• _TASK GOAL_
Count the lines in the rows below that contain the word "lawn", and give only that number.

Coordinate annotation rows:
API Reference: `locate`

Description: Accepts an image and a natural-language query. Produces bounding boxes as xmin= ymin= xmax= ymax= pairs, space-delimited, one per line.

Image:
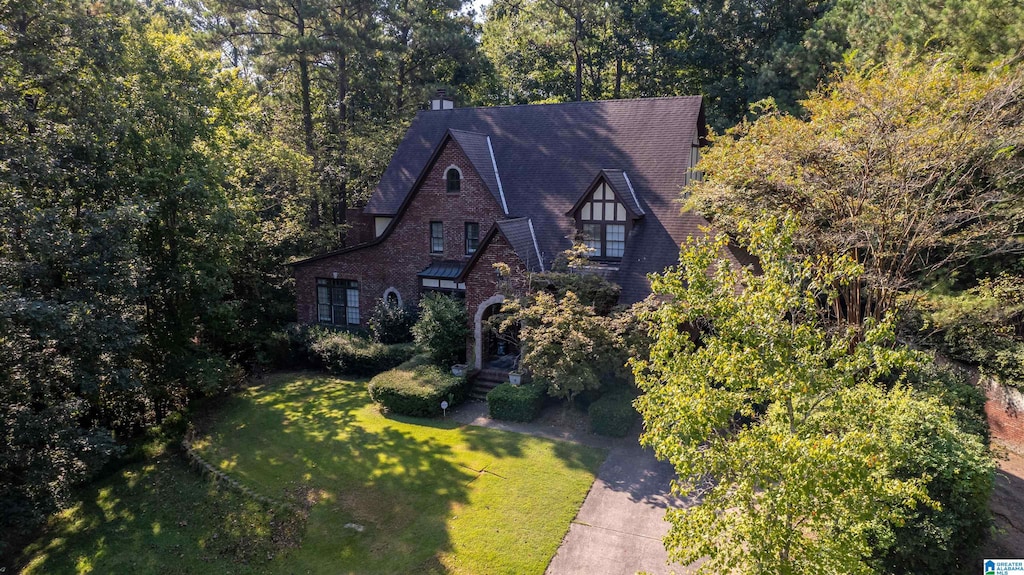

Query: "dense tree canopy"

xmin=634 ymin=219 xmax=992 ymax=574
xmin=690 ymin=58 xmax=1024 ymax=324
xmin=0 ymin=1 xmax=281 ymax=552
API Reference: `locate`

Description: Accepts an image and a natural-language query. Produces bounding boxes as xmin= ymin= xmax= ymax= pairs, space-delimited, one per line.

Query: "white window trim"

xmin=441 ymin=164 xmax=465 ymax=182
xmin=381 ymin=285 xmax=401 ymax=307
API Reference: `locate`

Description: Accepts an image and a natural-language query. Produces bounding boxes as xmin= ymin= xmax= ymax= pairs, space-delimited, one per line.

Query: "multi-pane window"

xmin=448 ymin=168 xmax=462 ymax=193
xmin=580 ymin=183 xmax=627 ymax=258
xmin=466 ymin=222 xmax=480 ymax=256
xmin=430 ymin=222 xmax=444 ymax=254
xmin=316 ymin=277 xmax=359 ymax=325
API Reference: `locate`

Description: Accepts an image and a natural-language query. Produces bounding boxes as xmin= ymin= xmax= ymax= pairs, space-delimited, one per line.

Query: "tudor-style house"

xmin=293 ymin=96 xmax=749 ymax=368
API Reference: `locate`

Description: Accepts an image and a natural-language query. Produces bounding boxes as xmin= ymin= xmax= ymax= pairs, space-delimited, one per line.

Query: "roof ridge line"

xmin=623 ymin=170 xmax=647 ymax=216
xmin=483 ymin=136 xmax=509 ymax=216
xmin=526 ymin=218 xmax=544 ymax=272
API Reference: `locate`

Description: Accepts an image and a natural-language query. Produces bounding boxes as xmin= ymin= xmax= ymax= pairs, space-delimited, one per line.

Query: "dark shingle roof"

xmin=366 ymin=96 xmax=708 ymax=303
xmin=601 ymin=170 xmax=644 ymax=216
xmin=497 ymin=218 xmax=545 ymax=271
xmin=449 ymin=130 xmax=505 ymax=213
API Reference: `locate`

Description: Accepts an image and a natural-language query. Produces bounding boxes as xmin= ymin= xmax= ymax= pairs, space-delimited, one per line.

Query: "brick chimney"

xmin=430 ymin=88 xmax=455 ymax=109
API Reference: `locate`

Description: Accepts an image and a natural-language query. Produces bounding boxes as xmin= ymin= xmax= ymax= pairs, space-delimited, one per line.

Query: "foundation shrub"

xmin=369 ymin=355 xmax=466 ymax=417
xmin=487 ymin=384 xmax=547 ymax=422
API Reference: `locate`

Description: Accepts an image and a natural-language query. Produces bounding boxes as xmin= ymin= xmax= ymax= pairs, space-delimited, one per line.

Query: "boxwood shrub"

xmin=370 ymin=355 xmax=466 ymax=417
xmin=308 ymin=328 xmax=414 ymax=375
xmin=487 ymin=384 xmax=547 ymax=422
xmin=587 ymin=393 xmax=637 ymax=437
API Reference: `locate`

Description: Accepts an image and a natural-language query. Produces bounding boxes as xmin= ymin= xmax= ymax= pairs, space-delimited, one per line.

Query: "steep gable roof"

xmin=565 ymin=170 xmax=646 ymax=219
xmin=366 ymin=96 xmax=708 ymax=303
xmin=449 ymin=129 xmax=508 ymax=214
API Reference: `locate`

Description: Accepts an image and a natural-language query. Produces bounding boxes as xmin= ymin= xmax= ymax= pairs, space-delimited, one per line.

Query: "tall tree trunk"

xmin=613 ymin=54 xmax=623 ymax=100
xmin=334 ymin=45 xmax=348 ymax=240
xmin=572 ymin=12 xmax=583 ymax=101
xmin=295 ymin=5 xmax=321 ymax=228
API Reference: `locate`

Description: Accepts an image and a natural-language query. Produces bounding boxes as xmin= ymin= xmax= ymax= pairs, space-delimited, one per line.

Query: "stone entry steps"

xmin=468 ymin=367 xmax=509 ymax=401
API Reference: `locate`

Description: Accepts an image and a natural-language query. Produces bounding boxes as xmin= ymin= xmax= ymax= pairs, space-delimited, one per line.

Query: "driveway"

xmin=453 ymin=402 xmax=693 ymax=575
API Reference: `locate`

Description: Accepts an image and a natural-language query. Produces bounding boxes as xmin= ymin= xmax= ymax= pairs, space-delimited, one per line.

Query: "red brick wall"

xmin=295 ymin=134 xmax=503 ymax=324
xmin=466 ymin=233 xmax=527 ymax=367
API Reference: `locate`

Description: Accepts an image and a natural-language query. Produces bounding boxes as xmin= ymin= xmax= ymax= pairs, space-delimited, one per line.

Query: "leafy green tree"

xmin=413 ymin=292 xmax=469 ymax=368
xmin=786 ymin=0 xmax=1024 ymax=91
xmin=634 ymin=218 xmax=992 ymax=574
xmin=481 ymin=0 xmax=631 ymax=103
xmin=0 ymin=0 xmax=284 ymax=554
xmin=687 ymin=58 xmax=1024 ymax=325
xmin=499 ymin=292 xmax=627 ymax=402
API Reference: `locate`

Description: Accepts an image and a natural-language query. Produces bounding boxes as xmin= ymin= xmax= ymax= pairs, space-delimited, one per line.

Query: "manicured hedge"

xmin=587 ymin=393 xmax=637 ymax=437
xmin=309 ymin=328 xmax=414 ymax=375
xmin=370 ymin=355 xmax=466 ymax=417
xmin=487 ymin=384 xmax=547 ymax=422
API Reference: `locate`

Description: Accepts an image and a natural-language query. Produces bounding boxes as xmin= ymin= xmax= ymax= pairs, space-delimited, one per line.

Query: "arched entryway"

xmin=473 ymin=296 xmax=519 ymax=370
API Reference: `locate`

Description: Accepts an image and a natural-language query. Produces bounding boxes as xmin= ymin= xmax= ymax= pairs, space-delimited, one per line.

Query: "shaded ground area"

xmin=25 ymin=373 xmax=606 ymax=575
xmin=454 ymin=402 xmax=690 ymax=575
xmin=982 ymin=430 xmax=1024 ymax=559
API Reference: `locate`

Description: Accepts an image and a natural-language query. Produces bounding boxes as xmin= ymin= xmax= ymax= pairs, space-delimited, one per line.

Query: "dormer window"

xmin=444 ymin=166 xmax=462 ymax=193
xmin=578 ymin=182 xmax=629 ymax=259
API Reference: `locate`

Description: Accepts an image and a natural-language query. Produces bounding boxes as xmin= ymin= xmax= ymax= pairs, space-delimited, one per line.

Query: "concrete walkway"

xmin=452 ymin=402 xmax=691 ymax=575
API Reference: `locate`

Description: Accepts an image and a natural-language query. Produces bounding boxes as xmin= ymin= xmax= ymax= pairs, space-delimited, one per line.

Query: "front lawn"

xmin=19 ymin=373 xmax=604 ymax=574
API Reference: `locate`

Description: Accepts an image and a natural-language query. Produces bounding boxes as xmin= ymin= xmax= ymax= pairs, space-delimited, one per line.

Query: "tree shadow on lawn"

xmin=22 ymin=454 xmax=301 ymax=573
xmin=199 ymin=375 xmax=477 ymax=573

--

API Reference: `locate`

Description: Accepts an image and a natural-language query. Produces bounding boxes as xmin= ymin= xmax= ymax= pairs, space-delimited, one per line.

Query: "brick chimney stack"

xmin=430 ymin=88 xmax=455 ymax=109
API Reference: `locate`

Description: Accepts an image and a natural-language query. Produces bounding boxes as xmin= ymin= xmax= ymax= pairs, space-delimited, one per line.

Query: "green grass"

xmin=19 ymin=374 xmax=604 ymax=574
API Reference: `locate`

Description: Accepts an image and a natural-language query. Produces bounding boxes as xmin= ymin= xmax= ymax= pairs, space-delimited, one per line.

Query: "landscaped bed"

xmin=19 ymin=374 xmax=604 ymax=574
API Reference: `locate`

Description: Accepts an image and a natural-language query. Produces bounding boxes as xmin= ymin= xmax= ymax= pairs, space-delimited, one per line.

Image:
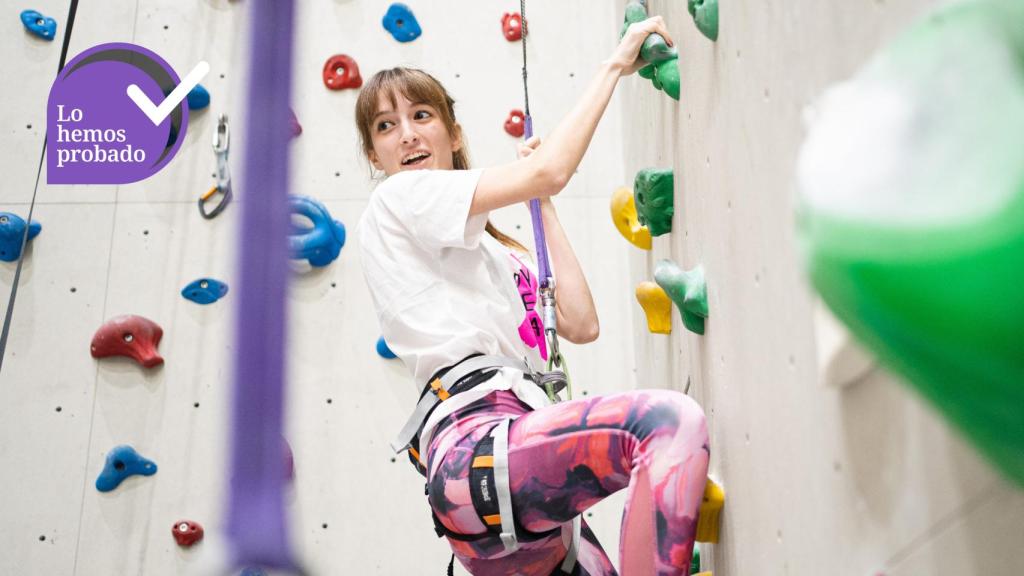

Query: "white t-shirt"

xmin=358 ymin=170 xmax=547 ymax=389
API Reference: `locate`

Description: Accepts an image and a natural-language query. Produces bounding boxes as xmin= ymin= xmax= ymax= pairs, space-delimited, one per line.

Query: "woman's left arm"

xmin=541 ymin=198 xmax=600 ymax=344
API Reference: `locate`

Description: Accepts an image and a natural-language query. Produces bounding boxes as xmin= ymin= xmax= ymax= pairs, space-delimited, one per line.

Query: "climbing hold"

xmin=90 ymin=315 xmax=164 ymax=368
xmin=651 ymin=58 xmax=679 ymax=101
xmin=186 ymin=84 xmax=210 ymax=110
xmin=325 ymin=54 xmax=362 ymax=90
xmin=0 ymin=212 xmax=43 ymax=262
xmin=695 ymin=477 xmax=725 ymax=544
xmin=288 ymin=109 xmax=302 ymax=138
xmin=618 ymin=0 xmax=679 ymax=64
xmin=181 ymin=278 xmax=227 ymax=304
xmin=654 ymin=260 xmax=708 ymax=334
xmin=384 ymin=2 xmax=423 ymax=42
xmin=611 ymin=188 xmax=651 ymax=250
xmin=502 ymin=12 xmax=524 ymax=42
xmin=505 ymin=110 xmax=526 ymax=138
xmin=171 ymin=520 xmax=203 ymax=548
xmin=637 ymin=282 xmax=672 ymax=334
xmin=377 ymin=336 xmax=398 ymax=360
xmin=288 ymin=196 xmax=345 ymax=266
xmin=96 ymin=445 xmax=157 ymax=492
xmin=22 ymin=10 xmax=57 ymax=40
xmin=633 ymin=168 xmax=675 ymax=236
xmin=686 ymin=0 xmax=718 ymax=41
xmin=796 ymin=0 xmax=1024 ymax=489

---

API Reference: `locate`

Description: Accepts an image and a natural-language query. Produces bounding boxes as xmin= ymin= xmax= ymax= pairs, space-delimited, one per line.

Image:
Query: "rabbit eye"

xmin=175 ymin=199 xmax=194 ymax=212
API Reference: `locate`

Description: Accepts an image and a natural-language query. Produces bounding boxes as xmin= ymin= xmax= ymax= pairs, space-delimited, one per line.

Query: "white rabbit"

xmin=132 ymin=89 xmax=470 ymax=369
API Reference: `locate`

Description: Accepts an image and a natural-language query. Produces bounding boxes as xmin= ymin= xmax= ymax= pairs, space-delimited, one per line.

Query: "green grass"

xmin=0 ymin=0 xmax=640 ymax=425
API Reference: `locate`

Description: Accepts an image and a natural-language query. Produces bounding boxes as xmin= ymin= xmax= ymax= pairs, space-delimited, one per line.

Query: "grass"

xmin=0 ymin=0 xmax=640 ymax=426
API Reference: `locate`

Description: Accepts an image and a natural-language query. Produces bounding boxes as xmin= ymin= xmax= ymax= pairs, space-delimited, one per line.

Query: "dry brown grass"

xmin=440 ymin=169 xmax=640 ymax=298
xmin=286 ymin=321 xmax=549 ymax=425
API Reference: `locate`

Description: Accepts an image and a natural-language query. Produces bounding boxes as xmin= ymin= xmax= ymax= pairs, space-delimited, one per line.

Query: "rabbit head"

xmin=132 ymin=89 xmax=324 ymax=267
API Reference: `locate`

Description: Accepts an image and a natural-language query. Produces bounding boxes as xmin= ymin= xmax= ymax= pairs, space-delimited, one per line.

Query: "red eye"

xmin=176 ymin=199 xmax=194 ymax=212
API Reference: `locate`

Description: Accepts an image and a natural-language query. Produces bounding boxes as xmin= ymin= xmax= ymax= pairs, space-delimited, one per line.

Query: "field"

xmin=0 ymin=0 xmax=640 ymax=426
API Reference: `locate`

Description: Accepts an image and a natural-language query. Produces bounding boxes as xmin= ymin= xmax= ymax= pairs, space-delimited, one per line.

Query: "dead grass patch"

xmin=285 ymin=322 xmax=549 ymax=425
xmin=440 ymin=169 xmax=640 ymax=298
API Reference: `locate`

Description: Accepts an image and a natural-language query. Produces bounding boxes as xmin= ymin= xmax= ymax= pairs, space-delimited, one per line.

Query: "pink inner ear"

• _RESULT OF THE EXERCISE_
2